> **Exercise instructions**:
1. Name the three painters from whom Ville Bang received training, according to the Ville Bang biography.
2. Write the next part of the Ville Bang biography, picking up after its last sentence.

> **Supplied text**:
◆ ◆ ◆ ◆ ◆
Marie Vilhelmine Bang (1848–1932), commonly known as Ville Bang, was a Danish painter of portraits, landscapes and genre works. In 1888, together with 22 other women, she presented a petition to the parliament, calling for the Art Academy to be expanded to admit women. It led to the establishment of Kunstakademiets Kunstskole for Kvinder where in October 1888 she was one of the first students. Together with Augusta Paulli, she later opened an art school to prepare women for the Academy.

==Biography==
Born on 3 March 1848 in Copenhagen, Marie Vilhelmine Bang was the daughter of the politician and later prime minister Peter Georg Bang (1797–1861) and Marie Caroline Fribert (1803–1875). She received training from three notable painters of the period: Frederik Vermehren, Jørgen Roed and Vilhelm Kyhn. Kyhn submitted samples of her artwork, together with drawings by Augusta Paulli and Ane Marie Hansen, in an unsuccessful attempt to have them admitted to the Academy.
◆ ◆ ◆ ◆ ◆
> **Given information**:
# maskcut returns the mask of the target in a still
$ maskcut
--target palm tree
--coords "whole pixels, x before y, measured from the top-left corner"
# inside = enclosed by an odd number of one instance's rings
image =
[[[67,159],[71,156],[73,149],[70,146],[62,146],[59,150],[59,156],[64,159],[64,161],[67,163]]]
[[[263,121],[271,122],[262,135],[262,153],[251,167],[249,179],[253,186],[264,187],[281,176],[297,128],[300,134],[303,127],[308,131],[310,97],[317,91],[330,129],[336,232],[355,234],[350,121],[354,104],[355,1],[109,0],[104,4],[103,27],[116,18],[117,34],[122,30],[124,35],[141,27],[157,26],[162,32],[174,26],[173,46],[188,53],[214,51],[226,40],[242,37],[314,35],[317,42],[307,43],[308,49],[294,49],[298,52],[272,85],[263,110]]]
◆ ◆ ◆ ◆ ◆
> **Your responses**:
1. Frederik Vermehren, Jørgen Roed and Vilhelm Kyhn

2.
While still young, following in Roed's footsteps, Bang made a drawing of a chapter in Ribe Cathedral (1865), attracting the interest of the art historian Niels Laurits Høyen. Inspired by Høyen, she went on to paint secluded landscapes, including scenes of Bornholm (1870). She first exhibited at the Charlottenborg Spring Exhibition in 1873, becoming a frequent exhibitor thereafter. In 1876, she was a student of Paul Gauguin, living in his Paris home. She attended the Académie Julian where she studied under Léon Bonnat and Tony Robert-Fleury. Thanks to a ministerial grant, she travelled to Italy in the late 1870s and again around 1886, painting subjects she exhibited at Charlottenborg in 1887.

In 1888, together with 22 other women including Anne Marie Carl-Nielsen and Nathalie Krebs, she signed a petition to the parliament, calling for the Art Academy to be expanded to admit women. It led to the establishment of the Women's Art School (Kunstakademiets Kunstskole for Kvinder) where from October 1888 to May 1889 she was one of the first students. Together with Augusta Paulli, she later opened an art school to prepare women for the Academy.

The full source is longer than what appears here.